▸ What this task involves
Copy every line of the records below word for word, with no changes.

▸ Recorded data

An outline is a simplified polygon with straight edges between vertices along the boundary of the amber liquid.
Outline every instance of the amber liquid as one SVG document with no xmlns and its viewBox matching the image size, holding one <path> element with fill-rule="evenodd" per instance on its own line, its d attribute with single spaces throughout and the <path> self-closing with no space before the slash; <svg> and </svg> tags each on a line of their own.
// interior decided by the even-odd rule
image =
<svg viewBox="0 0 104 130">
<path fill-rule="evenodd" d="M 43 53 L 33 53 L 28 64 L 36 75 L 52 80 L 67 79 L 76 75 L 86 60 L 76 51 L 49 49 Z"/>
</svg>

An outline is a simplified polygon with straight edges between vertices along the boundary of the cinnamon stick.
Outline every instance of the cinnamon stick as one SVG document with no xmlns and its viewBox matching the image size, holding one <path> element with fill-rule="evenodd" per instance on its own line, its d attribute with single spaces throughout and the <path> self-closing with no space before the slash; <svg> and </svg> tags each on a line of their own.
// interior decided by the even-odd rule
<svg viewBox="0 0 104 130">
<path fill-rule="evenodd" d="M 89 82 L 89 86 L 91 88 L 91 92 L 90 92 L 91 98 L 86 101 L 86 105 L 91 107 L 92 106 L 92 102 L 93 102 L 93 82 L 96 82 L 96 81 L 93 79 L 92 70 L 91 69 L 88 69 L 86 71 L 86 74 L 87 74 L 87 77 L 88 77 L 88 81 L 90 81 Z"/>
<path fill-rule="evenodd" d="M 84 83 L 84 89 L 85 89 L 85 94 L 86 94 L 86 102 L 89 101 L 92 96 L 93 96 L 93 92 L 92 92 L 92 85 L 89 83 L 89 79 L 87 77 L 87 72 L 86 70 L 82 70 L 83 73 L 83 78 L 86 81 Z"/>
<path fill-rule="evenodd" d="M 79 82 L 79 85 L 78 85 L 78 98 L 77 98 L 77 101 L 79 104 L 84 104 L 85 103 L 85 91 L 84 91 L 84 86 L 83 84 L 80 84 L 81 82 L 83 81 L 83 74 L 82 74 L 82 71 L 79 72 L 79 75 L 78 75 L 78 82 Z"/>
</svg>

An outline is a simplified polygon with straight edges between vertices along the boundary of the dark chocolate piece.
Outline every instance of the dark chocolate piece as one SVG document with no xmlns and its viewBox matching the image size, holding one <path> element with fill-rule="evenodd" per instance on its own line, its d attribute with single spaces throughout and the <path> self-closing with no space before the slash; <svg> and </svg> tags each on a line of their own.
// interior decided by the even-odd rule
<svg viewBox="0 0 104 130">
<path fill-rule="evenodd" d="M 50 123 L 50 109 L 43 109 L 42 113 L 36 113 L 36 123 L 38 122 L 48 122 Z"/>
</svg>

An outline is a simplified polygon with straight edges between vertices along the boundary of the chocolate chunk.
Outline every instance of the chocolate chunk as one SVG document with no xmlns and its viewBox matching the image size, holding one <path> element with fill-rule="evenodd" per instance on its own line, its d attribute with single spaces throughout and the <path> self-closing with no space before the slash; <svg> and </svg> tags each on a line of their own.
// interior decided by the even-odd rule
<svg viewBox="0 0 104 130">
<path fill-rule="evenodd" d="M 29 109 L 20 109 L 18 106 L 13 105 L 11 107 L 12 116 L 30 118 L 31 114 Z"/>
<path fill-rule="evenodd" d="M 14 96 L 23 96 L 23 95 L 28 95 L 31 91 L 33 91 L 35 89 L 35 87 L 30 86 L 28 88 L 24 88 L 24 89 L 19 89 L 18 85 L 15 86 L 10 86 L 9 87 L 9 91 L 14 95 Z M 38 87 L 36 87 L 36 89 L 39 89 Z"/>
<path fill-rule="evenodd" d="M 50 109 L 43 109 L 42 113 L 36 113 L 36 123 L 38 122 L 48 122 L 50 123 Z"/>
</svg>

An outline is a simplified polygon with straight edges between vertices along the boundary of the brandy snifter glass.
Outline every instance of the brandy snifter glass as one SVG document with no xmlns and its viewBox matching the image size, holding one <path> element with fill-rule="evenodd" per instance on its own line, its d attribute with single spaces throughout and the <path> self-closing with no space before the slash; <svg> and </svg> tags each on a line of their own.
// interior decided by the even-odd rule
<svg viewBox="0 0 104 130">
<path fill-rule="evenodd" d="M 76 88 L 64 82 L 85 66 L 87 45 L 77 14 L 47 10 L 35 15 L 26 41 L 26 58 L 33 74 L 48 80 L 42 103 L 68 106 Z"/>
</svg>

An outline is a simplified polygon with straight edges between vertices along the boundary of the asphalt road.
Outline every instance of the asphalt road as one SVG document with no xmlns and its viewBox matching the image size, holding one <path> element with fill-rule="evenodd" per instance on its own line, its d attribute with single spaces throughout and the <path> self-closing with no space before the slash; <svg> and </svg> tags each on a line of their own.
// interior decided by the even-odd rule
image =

▸ Final result
An outline is a simplified polygon with straight edges between vertices along the boundary of the amber liquid.
Outline every instance of the amber liquid as one SVG document with no xmlns and its viewBox matching the image size, holding one <path> element with fill-rule="evenodd" per instance on its own line, its d attribute with single spaces throughout and the <path> self-closing with no space before the slash; <svg> and </svg> tags each on a line of their own.
// interior decided by the even-odd rule
image =
<svg viewBox="0 0 104 130">
<path fill-rule="evenodd" d="M 43 53 L 33 53 L 28 64 L 36 75 L 52 80 L 67 79 L 76 75 L 86 60 L 76 51 L 49 49 Z"/>
</svg>

An outline is a simplified polygon with straight edges between vertices along the boundary of the cinnamon stick.
Outline every instance of the cinnamon stick as one SVG document with no xmlns and its viewBox matching the image size, holding one <path> element with fill-rule="evenodd" per instance on its own line, its d attribute with single spaces throughout and the <path> self-closing with no space before the slash; <svg> and </svg> tags each on a line of their own.
// interior decided by the even-odd rule
<svg viewBox="0 0 104 130">
<path fill-rule="evenodd" d="M 89 82 L 89 86 L 91 88 L 91 92 L 90 92 L 91 98 L 86 101 L 86 105 L 91 107 L 92 106 L 92 102 L 93 102 L 93 82 L 96 82 L 96 81 L 93 79 L 92 70 L 91 69 L 88 69 L 86 71 L 86 74 L 87 74 L 87 77 L 88 77 L 88 81 L 90 81 Z"/>
<path fill-rule="evenodd" d="M 84 83 L 84 89 L 85 89 L 85 94 L 86 94 L 86 102 L 89 101 L 92 96 L 93 96 L 93 92 L 92 92 L 92 85 L 89 83 L 89 79 L 87 77 L 87 72 L 86 70 L 82 70 L 83 73 L 83 78 L 86 81 Z"/>
<path fill-rule="evenodd" d="M 79 82 L 79 85 L 78 85 L 78 98 L 77 98 L 77 101 L 79 104 L 84 104 L 85 103 L 85 91 L 84 91 L 84 86 L 83 84 L 80 84 L 81 82 L 83 81 L 83 74 L 82 74 L 82 71 L 79 72 L 79 75 L 78 75 L 78 82 Z"/>
</svg>

An outline is a simplified polygon with straight edges between vertices along the boundary of the dark chocolate piece.
Outline every instance of the dark chocolate piece as one SVG document with no xmlns and its viewBox matching the image size, holding one <path> element with fill-rule="evenodd" per instance on its own line, its d attribute with single spaces throughout and the <path> self-closing with no space before the slash; <svg> and </svg> tags each on a line of their own.
// interior decided by the even-odd rule
<svg viewBox="0 0 104 130">
<path fill-rule="evenodd" d="M 50 123 L 50 109 L 43 109 L 42 113 L 36 113 L 36 123 L 38 122 L 48 122 Z"/>
</svg>

An outline is a simplified polygon with straight edges between vertices along the boundary of the chocolate chunk.
Outline every instance of the chocolate chunk as one SVG document with no xmlns and its viewBox matching the image size, holding one <path> element with fill-rule="evenodd" per instance on its own line, its d attribute with single spaces throughout and the <path> self-closing with no space before the slash; <svg> and </svg> tags each on a line of their own.
// interior decided by the even-odd rule
<svg viewBox="0 0 104 130">
<path fill-rule="evenodd" d="M 29 109 L 20 109 L 18 106 L 13 105 L 11 107 L 12 116 L 30 118 L 31 114 Z"/>
<path fill-rule="evenodd" d="M 14 96 L 23 96 L 23 95 L 28 95 L 31 91 L 33 91 L 35 89 L 35 87 L 30 86 L 28 88 L 24 88 L 24 89 L 19 89 L 18 85 L 15 86 L 10 86 L 9 87 L 9 91 L 14 95 Z M 38 87 L 36 87 L 36 89 L 39 89 Z"/>
<path fill-rule="evenodd" d="M 50 109 L 43 109 L 42 113 L 36 113 L 36 123 L 38 122 L 48 122 L 50 123 Z"/>
</svg>

An outline is a simplified polygon with straight edges between vertices along the boundary of the brandy snifter glass.
Outline every instance of the brandy snifter glass as one SVG document with no xmlns and its viewBox matching the image size, holding one <path> element with fill-rule="evenodd" per instance on its own line, its d attribute with single spaces throughout and the <path> self-closing with no space before the slash; <svg> and </svg> tags each on a line of their own.
// interior decided by the even-odd rule
<svg viewBox="0 0 104 130">
<path fill-rule="evenodd" d="M 76 88 L 64 82 L 85 66 L 87 45 L 77 14 L 47 10 L 35 15 L 26 41 L 26 58 L 33 74 L 48 80 L 42 103 L 68 106 Z"/>
</svg>

An outline is a simplified polygon with straight edges between vertices along the boundary of the asphalt road.
Outline every instance of the asphalt road as one SVG document with no xmlns and its viewBox matching the image size, holding one <path> element with fill-rule="evenodd" per instance on its own line, its d attribute with single spaces throughout and the <path> self-closing with no space before the slash; <svg> and </svg> tags each on a line of their own.
// interior decided by the even-odd rule
image =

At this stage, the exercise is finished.